> _Written instruction 1_: Reproduce the following lines from the records below verbatim, starting at the line that contains "Which spot sits on each instance of the sneaker" and ending at the line that contains "x=127 y=174", with both of those lines included.
◇ ◇ ◇ ◇ ◇ ◇ ◇
[R] Reading a file w/ two delimiters
David Winsemius
dwinsemius at comcast.net
Fri Nov 18 16:26:57 CET 2011
On Nov 18, 2011, at 9:28 AM, jim holtman wrote:
> It is pretty straightforward in R:
>
>> x <- readLines(textConnection("sadf|asdf|asdf\tqwer|qwer|qwer\tzxcv|
>> zxcv|zxfcgv"))
>> closeAllConnections()
>> # convert tabs to newlines
>> x <- gsub("\t", "\n", x)
Did the rules get liberalized for escaping patterns? Or have I been
unnecessarily expending backslashes all these years. I thought that
one needed 3 blackslashes. This code does work and I am wondering if/
when I "didn't get the memo". (I do see that there is a line early in
the ?regex page that suggests I have been deluded all along.)
◇ ◇ ◇ ◇ ◇ ◇ ◇
> _Written instruction 2_: Write out the passage of the message above verbatim, starting at "Did the rules" and ending at "deluded all along.)".
◇ ◇ ◇ ◇ ◇ ◇ ◇
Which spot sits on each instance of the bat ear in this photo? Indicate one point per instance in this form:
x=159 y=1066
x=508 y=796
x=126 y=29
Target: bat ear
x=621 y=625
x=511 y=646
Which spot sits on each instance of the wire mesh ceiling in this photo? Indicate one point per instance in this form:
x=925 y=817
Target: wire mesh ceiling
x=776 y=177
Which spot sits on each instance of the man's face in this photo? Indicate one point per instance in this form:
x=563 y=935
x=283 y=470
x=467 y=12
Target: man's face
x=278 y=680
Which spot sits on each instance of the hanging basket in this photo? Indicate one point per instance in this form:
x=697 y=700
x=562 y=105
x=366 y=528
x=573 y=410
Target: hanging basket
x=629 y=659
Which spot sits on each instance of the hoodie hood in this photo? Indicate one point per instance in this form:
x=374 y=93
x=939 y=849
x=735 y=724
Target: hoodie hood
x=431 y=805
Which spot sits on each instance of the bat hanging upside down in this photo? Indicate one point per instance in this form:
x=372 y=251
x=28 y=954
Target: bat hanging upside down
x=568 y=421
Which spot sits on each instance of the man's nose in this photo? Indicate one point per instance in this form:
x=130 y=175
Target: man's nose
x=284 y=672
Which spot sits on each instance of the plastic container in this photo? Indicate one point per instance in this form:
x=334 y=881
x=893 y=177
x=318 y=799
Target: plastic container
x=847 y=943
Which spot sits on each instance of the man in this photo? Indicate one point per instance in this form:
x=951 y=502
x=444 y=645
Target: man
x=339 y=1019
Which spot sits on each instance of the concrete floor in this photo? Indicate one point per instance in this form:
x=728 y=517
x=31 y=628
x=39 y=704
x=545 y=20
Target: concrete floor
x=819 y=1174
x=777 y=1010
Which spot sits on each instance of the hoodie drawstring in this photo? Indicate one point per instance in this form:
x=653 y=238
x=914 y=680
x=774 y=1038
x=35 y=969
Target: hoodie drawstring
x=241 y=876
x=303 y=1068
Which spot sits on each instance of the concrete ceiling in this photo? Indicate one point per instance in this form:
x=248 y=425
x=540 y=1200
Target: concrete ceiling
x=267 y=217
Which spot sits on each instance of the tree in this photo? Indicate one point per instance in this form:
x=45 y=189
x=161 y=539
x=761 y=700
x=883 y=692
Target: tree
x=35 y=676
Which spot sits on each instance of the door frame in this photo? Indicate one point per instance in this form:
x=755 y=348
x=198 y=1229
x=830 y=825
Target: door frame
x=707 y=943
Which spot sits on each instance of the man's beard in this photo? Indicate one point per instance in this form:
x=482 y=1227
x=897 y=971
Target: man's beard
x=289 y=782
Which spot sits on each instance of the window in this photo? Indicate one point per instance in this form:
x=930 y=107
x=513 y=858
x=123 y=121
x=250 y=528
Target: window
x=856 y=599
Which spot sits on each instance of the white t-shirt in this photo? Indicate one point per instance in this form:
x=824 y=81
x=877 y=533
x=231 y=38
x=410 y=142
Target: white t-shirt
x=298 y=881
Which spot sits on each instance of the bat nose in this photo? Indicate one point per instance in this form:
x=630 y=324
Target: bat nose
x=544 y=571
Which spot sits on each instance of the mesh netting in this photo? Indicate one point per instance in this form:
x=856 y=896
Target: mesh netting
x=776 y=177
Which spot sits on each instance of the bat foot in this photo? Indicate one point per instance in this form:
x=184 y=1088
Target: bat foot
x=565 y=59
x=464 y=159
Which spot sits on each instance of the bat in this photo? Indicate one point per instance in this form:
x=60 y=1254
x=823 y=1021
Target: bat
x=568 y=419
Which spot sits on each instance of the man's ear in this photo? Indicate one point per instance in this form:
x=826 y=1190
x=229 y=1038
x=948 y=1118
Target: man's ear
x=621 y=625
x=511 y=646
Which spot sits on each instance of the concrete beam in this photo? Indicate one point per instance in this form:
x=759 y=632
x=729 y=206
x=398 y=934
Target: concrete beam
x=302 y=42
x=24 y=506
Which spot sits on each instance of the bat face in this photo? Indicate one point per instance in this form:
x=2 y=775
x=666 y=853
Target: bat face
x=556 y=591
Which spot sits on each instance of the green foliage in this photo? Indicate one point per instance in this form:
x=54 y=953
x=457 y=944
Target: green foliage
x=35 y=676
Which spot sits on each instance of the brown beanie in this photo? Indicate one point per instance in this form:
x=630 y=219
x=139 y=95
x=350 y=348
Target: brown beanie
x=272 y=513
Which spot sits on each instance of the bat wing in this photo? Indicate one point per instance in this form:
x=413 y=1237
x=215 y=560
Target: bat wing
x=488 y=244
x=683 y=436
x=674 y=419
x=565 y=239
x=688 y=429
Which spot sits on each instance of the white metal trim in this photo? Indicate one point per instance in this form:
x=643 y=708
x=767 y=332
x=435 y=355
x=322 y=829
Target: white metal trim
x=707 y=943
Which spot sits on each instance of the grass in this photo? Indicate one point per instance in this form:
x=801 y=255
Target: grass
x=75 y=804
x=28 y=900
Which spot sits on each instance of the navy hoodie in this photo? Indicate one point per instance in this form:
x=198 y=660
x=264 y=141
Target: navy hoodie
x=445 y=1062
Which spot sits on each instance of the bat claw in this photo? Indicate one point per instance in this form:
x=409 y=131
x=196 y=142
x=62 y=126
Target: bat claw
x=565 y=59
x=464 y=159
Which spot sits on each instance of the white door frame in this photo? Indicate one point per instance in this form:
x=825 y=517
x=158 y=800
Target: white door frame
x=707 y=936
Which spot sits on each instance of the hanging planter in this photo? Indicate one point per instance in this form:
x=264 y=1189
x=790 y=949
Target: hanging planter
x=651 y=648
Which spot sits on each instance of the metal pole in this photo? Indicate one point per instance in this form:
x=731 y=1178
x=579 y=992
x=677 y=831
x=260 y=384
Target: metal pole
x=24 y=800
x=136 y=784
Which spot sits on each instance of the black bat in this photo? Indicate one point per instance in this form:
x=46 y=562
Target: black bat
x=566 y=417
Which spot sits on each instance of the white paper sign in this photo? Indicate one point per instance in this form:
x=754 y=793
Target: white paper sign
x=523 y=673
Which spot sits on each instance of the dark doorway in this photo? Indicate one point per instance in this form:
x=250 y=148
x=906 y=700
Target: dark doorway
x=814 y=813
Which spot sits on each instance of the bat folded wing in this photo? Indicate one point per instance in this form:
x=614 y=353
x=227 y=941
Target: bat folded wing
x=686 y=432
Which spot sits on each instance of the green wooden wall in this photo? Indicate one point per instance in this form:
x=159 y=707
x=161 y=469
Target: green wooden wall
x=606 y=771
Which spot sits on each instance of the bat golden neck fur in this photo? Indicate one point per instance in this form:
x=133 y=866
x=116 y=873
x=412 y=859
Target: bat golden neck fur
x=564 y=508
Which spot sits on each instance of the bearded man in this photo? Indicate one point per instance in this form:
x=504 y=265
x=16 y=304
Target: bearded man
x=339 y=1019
◇ ◇ ◇ ◇ ◇ ◇ ◇
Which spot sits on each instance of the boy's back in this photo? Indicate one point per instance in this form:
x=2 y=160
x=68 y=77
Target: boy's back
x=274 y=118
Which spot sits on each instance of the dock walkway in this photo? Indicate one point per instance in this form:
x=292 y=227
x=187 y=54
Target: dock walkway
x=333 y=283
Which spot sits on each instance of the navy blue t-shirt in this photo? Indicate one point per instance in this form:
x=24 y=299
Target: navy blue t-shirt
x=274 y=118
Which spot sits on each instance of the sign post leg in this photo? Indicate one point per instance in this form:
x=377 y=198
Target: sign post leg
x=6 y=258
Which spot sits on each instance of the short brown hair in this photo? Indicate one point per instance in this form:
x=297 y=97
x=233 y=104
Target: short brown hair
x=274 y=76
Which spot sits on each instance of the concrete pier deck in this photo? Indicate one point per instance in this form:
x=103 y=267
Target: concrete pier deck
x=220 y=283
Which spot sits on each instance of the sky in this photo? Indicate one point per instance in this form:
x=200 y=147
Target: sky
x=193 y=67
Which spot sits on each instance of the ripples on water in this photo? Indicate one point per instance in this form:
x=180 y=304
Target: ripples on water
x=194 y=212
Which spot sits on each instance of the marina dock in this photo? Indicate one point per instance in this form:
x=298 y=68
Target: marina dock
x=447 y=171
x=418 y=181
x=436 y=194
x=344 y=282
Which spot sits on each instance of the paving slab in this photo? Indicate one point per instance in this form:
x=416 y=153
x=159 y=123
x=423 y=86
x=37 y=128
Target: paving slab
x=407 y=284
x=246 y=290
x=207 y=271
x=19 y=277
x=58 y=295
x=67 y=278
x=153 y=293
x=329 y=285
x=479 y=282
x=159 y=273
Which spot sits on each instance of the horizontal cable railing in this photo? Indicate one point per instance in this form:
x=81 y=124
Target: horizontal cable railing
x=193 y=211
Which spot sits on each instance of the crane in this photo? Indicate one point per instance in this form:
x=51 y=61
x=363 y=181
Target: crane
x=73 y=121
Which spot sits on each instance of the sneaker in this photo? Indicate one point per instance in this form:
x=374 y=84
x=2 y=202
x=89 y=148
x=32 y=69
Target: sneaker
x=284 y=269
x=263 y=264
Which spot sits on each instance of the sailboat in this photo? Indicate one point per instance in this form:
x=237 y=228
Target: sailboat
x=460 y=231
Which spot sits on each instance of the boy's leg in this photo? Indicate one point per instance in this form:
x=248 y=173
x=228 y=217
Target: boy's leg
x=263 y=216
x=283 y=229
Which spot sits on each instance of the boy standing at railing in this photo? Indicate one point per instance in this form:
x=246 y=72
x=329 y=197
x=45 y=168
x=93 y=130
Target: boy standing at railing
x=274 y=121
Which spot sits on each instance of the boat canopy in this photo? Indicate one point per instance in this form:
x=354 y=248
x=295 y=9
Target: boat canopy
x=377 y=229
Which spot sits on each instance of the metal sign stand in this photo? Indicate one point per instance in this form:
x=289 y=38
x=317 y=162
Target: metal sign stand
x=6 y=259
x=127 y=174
◇ ◇ ◇ ◇ ◇ ◇ ◇
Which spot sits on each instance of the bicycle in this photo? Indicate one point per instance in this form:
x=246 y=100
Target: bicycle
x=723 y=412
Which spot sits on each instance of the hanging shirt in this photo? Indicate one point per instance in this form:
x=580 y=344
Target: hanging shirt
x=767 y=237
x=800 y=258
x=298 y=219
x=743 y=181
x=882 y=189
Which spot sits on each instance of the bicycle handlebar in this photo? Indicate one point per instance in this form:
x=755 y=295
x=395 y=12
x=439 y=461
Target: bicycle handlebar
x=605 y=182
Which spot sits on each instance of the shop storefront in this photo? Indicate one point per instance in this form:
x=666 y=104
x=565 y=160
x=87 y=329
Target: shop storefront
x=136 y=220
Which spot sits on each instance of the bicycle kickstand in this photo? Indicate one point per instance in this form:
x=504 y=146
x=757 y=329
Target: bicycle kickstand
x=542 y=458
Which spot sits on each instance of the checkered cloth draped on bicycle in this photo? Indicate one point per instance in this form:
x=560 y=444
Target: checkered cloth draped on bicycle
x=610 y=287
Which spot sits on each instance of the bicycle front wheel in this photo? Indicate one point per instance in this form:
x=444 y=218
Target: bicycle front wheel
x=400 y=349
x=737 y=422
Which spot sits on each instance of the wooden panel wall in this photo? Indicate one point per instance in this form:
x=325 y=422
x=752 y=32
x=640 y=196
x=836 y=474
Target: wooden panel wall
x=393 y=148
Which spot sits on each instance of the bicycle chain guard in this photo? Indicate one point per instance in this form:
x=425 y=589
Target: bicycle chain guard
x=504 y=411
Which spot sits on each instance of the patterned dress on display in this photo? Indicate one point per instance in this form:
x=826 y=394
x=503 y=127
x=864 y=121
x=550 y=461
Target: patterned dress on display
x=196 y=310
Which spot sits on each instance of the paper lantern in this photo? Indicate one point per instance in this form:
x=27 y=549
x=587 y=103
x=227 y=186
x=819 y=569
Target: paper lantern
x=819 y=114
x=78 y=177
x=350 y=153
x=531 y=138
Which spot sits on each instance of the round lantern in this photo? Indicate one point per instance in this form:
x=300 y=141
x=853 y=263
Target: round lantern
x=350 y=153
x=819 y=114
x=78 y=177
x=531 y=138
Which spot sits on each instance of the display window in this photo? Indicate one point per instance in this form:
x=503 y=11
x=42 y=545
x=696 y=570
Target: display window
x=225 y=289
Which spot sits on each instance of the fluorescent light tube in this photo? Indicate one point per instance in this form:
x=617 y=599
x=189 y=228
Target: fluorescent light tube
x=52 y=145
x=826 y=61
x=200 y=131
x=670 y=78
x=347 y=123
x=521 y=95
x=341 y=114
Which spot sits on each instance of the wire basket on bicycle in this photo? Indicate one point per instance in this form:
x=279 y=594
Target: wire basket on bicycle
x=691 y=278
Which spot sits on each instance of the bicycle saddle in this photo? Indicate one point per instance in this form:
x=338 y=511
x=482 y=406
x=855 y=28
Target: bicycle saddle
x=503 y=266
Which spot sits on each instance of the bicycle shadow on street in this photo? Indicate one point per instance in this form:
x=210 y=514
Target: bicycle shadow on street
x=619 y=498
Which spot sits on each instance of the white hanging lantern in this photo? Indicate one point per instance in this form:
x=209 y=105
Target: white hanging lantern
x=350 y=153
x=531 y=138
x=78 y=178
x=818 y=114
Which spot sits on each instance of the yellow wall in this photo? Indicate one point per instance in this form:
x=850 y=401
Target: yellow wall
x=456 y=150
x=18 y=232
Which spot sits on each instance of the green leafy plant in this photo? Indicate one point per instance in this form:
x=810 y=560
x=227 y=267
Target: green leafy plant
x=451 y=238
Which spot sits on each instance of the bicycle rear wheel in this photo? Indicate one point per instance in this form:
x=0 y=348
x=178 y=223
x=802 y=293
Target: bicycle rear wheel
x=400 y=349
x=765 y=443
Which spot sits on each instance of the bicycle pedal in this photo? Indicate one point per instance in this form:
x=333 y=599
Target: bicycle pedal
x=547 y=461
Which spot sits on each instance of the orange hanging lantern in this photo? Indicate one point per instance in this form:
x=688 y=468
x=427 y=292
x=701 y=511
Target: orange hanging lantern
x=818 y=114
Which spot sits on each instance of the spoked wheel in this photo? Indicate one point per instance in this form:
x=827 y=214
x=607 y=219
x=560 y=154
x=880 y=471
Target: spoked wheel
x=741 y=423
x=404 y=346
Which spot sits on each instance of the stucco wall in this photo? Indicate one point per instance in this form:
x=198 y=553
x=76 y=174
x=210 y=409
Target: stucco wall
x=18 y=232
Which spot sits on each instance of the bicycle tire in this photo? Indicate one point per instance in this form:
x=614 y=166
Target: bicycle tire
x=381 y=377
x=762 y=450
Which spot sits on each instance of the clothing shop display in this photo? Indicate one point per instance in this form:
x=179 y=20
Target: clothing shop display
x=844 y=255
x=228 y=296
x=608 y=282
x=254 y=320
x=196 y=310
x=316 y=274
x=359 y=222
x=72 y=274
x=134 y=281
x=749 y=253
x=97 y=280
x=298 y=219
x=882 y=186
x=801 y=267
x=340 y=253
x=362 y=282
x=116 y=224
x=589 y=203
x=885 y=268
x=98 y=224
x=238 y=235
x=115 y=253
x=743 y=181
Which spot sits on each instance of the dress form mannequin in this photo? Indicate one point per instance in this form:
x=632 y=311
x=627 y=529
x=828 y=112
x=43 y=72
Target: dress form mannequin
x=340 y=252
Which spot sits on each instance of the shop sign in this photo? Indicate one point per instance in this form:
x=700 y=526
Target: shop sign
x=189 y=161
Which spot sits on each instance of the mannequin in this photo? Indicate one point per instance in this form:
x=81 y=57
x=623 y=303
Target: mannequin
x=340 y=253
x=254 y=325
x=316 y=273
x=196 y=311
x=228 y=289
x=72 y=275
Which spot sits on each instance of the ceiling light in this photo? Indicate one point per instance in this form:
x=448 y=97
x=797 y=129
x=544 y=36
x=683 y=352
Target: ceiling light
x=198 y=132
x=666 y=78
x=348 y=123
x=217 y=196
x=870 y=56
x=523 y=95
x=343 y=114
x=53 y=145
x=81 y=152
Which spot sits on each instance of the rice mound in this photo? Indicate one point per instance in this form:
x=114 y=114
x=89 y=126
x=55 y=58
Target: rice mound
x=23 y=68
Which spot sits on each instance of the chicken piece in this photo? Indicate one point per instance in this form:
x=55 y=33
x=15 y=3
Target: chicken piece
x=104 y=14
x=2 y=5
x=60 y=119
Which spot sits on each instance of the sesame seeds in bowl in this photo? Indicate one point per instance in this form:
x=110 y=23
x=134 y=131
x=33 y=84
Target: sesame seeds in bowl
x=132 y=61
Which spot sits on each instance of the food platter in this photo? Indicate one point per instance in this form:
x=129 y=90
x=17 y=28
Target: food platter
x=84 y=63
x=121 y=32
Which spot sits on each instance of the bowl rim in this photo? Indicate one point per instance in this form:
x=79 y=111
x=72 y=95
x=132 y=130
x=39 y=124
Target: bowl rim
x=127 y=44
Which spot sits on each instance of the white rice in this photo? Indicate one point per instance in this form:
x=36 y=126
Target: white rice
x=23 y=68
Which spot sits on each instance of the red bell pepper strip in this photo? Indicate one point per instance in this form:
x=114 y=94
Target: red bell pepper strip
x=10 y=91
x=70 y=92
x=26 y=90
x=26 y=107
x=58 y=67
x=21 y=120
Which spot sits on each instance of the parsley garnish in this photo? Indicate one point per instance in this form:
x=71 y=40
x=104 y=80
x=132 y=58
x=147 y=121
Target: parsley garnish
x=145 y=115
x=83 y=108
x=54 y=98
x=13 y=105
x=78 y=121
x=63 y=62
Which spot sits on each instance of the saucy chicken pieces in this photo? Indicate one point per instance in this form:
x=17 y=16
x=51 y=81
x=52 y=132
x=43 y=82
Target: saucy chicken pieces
◇ ◇ ◇ ◇ ◇ ◇ ◇
> _Response 1_:
Which spot sits on each instance of the sneaker in this photo? Indicate one point per instance in this form:
x=374 y=84
x=2 y=202
x=89 y=148
x=32 y=69
Target: sneaker
x=284 y=269
x=263 y=264
Which spot sits on each instance of the sailboat in this photo? Indicate one point per instance in this form:
x=237 y=228
Target: sailboat
x=460 y=231
Which spot sits on each instance of the boy's leg in this photo? Indicate one point per instance in this form:
x=248 y=173
x=228 y=217
Target: boy's leg
x=263 y=216
x=283 y=229
Which spot sits on each instance of the boy standing at railing in this photo? Indicate one point per instance in this form:
x=246 y=72
x=329 y=197
x=45 y=168
x=93 y=130
Target: boy standing at railing
x=274 y=121
Which spot sits on each instance of the boat canopy in this photo? Indicate one point per instance in this form:
x=354 y=248
x=295 y=9
Target: boat canopy
x=377 y=229
Which spot sits on each instance of the metal sign stand in this photo? Indicate one point per instance in this form:
x=289 y=38
x=317 y=162
Target: metal sign stand
x=6 y=259
x=127 y=174

> _Response 2_:
Did the rules get liberalized for escaping patterns? Or have I been
unnecessarily expending backslashes all these years. I thought that
one needed 3 blackslashes. This code does work and I am wondering if/
when I "didn't get the memo". (I do see that there is a line early in
the ?regex page that suggests I have been deluded all along.)